Document excerpt »

LEESBURG, FL — Even as American schools focus on STEM (science, technology, engineering, and math), Beacon College is STEAMing ahead with engaging Lake County students in artistic expression and highlighting the college’s budding artists with the school’s Second Annual Beacon College Arts Festival.

After a one-year absence, the festival — which debuted in 2015 — showcases paintings, drawings, photography and sculpture from Lake County students at Eustis, Tavares, Mount Dora, and Leesburg high schools in a juried competition. Their works will be exhibited in the Beacon College Student Center April 11-13. Winners will be recognized during an awards ceremony Thursday, April 13 at 6 p.m.

This year’s winners receive cash prizes for Best in Show, Best 3-D artwork, best 2-D artwork and honorable mentions.

Students could submit two pieces. The inaugural arts festival juried 68 works.

In addition, the festival includes a juried competition of artwork from the students’ art teachers.

Still, the festival isn’t strictly about competition. Beacon art instructors Boise, Russ Bellamy and Kimberly Watters will conduct workshops on April 11 and April 13 with some 80 Lake County students from the four participating high schools. Working with 20 students each from two schools on Tuesday and Thursday, instructors will explore lessons in glass, casting and other techniques.

This is “to expose students to methods and materials they don’t experience in high school,” Boise says. “I think it’s great because we’re doing two different schools at once so if they don’t know one another, it’s kind of a community environment. You’re experiencing this together and getting to see one another’s artwork, so it’s that exposure to one another, and to me, that’s what the arts is about — exposure.”

Exposure comes too for studio arts majors at Beacon, the first college or university accredited to award bachelor’s degrees primarily to students with learning disabilities, ADHD and other learning differences.

Their work will be showcased in a concurrent exhibition at the school’s Kristin Michelle Mason Art Gallery.

Beacon students’ works will be available for viewing from March 30 – April 17 in the Kristin Michelle Mason Gallery on the campus of Beacon College and juried by Lee Clarke, a Canadian artist, who teaches art for the online departments of the Los Angeles Film School and Full Sail University.

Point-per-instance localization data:
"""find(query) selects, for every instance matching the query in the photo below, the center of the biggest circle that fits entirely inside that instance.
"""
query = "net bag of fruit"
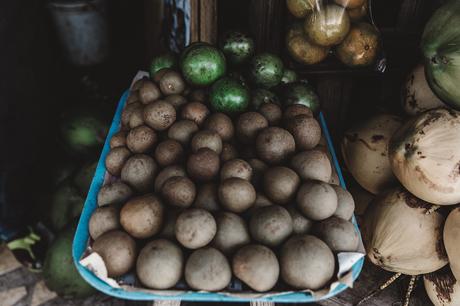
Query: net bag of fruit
(343, 29)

Problem set »
[1] According to the arts festival article, when will the winners be recognized?
[2] Rewrite the part of the arts festival article from "This year’s winners" up to and including "and other techniques.", changing "cash prizes" to "scholarships".
[3] Continue the arts festival article from its last sentence.

Results in order »
[1] During an awards ceremony on Thursday, April 13, at 6 p.m.

[2]
This year’s winners receive scholarships for Best in Show, Best 3-D artwork, best 2-D artwork and honorable mentions.

Students could submit two pieces. The inaugural arts festival juried 68 works.

In addition, the festival includes a juried competition of artwork from the students’ art teachers.

Still, the festival isn’t strictly about competition. Beacon art instructors Boise, Russ Bellamy and Kimberly Watters will conduct workshops on April 11 and April 13 with some 80 Lake County students from the four participating high schools. Working with 20 students each from two schools on Tuesday and Thursday, instructors will explore lessons in glass, casting and other techniques.

[3]
The opening reception is April 6 from 4 p.m.-6 p.m.

Not that Lake County students are the only ones who get to unshackle their inner Michaelangos.

On Saturday, April 15, aspiring artists can enjoy free workshops that explore casting and glass techniques.

Students can learn the process of glass lamination through discussions of contemporary masters of the technique and experiments in shape and form using glass fragments bonded with a special non-toxic light-sensitive glue.

Another workshop walks students through the process of making molds and small-life resin castings of their hands and ways to use it as wearable sculpture.

In a third workshop, aspiring artists can be blinded with a bit of science (the coefficient of expansion — the rate at which glass cools) and experiment with flat glass and create small glass paintings later to be fused in a kiln.

Even as the lawmakers debate the extrinsic value of art, Boise says the arts festival is an invaluable way to nurture and cultivate the spark that fires art.

“The world wouldn’t exist in the way it does without creativity,” Boise says. “So, if you take art out of the equation and boil it down to the basic essential of creativity, that’s what we’re harnessing. That creativity is what leads to architects, designers, and that’s what’s building the infrastructure of the world, and to me, that’s why it’s important.

Workshops are free, but require advanced registration.